Data drawn from a collection:
══════════
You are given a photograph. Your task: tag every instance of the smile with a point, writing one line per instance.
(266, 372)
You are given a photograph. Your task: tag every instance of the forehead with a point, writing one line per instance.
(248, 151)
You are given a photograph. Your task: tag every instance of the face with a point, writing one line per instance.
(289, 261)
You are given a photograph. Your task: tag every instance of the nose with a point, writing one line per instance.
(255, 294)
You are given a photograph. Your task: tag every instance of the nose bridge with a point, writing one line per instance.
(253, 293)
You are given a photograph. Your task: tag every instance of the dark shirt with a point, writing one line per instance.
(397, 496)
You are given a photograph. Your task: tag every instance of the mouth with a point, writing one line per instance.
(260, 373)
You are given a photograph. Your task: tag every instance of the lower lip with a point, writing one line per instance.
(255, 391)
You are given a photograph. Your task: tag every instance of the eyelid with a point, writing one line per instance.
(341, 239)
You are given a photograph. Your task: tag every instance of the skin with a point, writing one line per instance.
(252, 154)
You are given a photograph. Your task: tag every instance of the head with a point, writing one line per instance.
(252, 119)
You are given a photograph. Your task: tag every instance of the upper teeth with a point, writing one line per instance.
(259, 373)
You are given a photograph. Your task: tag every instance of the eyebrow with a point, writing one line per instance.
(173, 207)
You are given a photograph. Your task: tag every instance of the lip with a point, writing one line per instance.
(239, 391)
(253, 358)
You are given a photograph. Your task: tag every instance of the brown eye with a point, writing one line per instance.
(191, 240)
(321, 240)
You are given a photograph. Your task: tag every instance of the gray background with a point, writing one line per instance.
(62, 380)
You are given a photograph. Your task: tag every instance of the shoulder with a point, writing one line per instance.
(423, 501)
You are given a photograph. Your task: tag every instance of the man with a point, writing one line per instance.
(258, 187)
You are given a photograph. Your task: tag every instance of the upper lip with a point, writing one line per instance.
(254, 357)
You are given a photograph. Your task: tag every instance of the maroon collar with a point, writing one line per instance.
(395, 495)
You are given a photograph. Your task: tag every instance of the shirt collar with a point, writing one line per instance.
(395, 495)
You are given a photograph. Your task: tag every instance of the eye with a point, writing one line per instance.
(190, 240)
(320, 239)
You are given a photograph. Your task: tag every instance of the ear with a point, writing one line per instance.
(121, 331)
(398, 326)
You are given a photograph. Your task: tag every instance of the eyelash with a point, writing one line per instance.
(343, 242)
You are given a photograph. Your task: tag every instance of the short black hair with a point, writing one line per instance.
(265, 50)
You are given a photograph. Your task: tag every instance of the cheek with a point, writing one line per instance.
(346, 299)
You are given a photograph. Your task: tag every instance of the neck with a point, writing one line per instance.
══════════
**PROMPT:**
Reproduce all of the records above verbatim, line for line.

**CORRECT RESULT:**
You are given a photograph. Your task: tag every instance of the smile with a point, writing one line per instance.
(266, 372)
You are given a photograph. Your task: tag every instance of the forehead with a point, writing one line per instance.
(248, 151)
You are given a photograph. Your task: tag every instance of the face with a point, writing one line per instance.
(289, 261)
You are given a photograph. Your task: tag every instance of the nose with a point, writing one line per instance.
(255, 294)
You are given a photograph. Your task: tag every instance of the nose bridge with a point, writing one line per instance.
(253, 293)
You are given a photograph. Your task: tag every instance of the dark shirt with a point, writing one line per instance.
(397, 496)
You are given a photograph. Your task: tag every instance of the mouth with a point, writing one line per instance.
(260, 373)
You are given a photograph. Your task: tag every instance of the lower lip with a point, writing one line per instance.
(255, 391)
You are given a photograph. Your task: tag every instance of the eyelid with a point, writing one line per instance.
(341, 239)
You are given a photograph. Your task: tag every instance of the skin with a point, writing one line per instance.
(252, 154)
You are given a photograph. Your task: tag every instance of the head with a point, writing one line per instance.
(252, 119)
You are given a photograph. Your task: tag every instance of the upper teeth with a point, writing one line per instance.
(259, 373)
You are given a photograph. Your task: tag every instance of the eyebrow with a point, writing one line per instance.
(173, 207)
You are given a photograph. Your task: tag every instance of the lip with a point, writing one line per instance.
(239, 391)
(253, 358)
You are given a photograph. Your task: tag every instance of the brown eye with a point, writing one line per instance.
(191, 240)
(321, 240)
You are given a photograph. Your task: tag every instance of the gray background with a point, writing one line per instance.
(62, 380)
You are given a photograph. Your task: tag every instance of the shoulder with a point, writing one line per instance.
(423, 501)
You are given a photograph. Your task: tag every instance of the man with a point, writing one line per instance.
(258, 187)
You are given a photograph. Your task: tag every instance of the upper lip with a point, writing one line per instance.
(254, 357)
You are given a photograph. Your task: tag every instance of the maroon collar with a point, writing one line per instance.
(395, 495)
You are given a photograph. Your task: tag every instance of the shirt collar with a point, writing one line per instance.
(395, 495)
You are given a photograph. Your task: tag every instance of the eye with a point, writing one line per instance.
(190, 240)
(320, 239)
You are given a photograph. Your task: tag every instance of the ear with a point, writing one line per instance.
(121, 331)
(398, 326)
You are given a photograph. Your task: tag every instance of the eyelash with a point, writing one line per instance.
(343, 242)
You are given a photograph. Your task: tag every instance of the short black hair with a point, writing one line per instance.
(265, 50)
You are given a photograph. Your task: tag every instance of the cheek with a point, writing one line per instance.
(346, 299)
You are given a photograph. Your task: tag every instance of the neck with a point, writing one line per instance.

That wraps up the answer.